### DOCUMENT EXTRACT
Re: [PATCH 1/1] cxl/acpi.c: Add buggy BIOS hint for CXL ACPI lookup failure
From: PJ Waskiewicz
Date: Mon Apr 08 2024 - 15:25:10 EST
On 24/04/08 09:54AM, Dan Williams wrote:
> ppwaskie@ wrote:
> > From: PJ Waskiewicz <ppwaskie@xxxxxxxxxx>
> >
> > Currently, Type 3 CXL devices (CXL.mem) can train using host CXL
> > drivers on Emerald Rapids systems. However, on some production
> > systems from some vendors, a buggy BIOS exists that improperly
> > populates the ACPI => PCI mappings. This leads to the cxl_acpi
> > driver to fail probe when it cannot find the root port's _UID, in
> > order to look up the device's CXL attributes in the CEDT.
> >
> > Add a bit more of a descriptive message that the lookup failure
> > could be a bad BIOS, rather than just "failed."
>
> Makes sense, but is the goal here to name and shame the BIOS, or find a
> potential quirk workaround? Presumably we could fall back to parsing
> _UID instead of a string and then get some guidance from said BIOS about
> how to lookup the corresponding ACPI0016 device from that identifier.
In this particular case, I tried making sense of what was the _UID
value, and what was actually in the CEDT. There was no sense to be
made.
For this device, it was ACPI0016:02 with a _UID of CX02. For this
particular vendor BIOS, all ACPI0016:* devices' _UID's counted up from
CX01 => CX* sequentially. But what was actually in the CEDT in this
particular case for ACPI0016:02 was 49. I attempted hex, octal, atoi(),
literal string interpretation per-character, etc. It was just plain
wrong.

### INFORMATION GIVEN

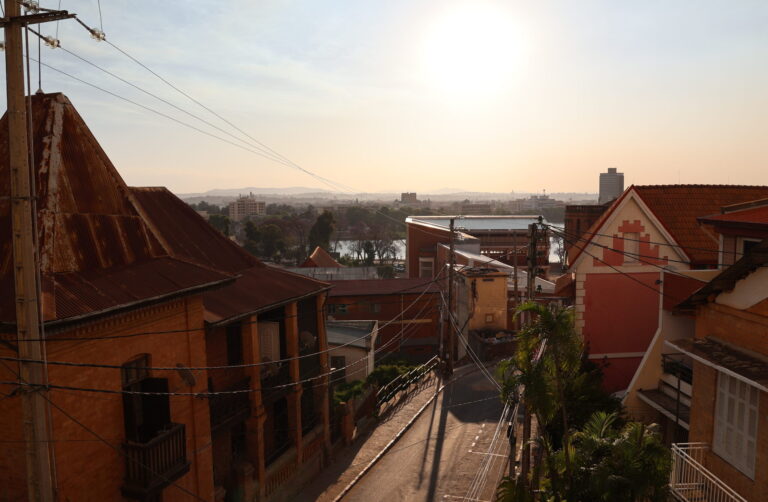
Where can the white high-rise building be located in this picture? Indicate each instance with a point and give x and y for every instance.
(247, 206)
(611, 185)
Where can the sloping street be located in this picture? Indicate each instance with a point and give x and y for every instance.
(440, 455)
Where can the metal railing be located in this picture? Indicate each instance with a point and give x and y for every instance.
(404, 381)
(690, 481)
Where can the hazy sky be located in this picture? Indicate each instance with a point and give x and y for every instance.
(416, 95)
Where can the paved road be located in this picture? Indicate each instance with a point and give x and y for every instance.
(437, 459)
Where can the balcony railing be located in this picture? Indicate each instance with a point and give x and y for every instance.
(274, 383)
(675, 364)
(151, 466)
(230, 408)
(690, 481)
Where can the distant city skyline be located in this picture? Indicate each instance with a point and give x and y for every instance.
(402, 96)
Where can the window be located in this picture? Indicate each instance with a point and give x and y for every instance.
(144, 415)
(337, 308)
(748, 244)
(426, 268)
(135, 370)
(631, 247)
(234, 345)
(338, 366)
(736, 423)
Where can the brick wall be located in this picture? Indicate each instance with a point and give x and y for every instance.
(88, 469)
(740, 329)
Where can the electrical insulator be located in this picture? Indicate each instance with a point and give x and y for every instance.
(51, 42)
(31, 6)
(97, 34)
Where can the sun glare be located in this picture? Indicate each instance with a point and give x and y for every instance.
(472, 50)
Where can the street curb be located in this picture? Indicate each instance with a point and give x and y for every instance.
(387, 447)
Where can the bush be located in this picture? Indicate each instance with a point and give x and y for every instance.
(346, 391)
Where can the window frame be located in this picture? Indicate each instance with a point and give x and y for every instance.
(733, 432)
(422, 268)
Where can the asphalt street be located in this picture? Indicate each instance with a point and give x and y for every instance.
(439, 457)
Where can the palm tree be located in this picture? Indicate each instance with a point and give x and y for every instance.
(549, 335)
(612, 463)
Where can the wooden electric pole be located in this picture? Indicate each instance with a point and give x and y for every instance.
(451, 317)
(25, 259)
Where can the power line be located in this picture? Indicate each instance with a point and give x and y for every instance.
(202, 394)
(116, 448)
(270, 319)
(398, 318)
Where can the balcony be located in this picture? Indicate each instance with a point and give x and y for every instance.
(151, 466)
(227, 409)
(690, 481)
(274, 381)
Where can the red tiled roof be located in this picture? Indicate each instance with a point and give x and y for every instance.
(96, 253)
(321, 258)
(365, 287)
(677, 207)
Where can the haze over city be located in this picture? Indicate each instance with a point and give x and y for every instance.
(398, 95)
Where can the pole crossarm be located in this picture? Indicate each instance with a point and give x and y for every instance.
(39, 18)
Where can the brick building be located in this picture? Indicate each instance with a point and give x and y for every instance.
(580, 217)
(617, 265)
(134, 279)
(729, 404)
(407, 311)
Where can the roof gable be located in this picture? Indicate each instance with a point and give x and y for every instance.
(96, 251)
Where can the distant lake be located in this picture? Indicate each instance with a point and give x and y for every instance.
(345, 248)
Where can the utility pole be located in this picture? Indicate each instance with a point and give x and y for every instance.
(25, 259)
(525, 459)
(451, 317)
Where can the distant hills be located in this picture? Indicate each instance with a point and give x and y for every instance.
(224, 195)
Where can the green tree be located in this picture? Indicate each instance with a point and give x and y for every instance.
(548, 354)
(618, 463)
(321, 231)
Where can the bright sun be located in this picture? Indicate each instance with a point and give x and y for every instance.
(472, 50)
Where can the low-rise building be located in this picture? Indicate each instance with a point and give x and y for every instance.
(726, 455)
(351, 348)
(504, 238)
(179, 365)
(407, 311)
(617, 265)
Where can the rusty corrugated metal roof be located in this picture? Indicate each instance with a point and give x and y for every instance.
(96, 251)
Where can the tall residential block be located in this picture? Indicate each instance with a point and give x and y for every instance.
(611, 185)
(246, 206)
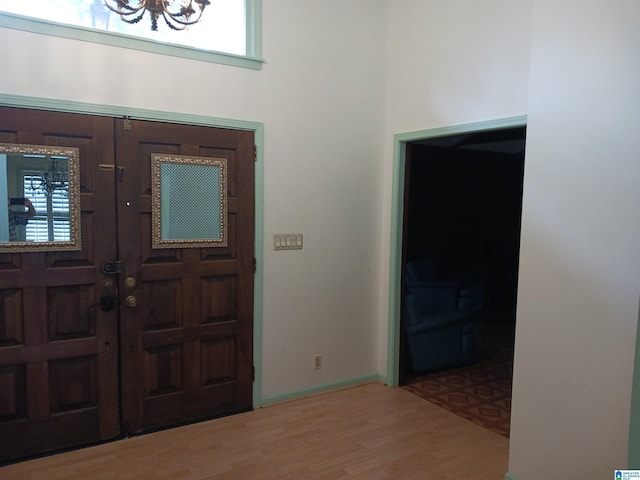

### TASKS FOR THIS EXERCISE
a: In the CXL patch discussion, what value did the CEDT hold for ACPI0016:02?
b: List every line of the records that contains the string "rise".

### EXERCISE RESPONSES
a: 49

b:
Where can the white high-rise building be located in this picture? Indicate each instance with a point and give x and y for every instance.
Where can the low-rise building be located in this picture? Indicate each instance with a point and give x and y for every instance.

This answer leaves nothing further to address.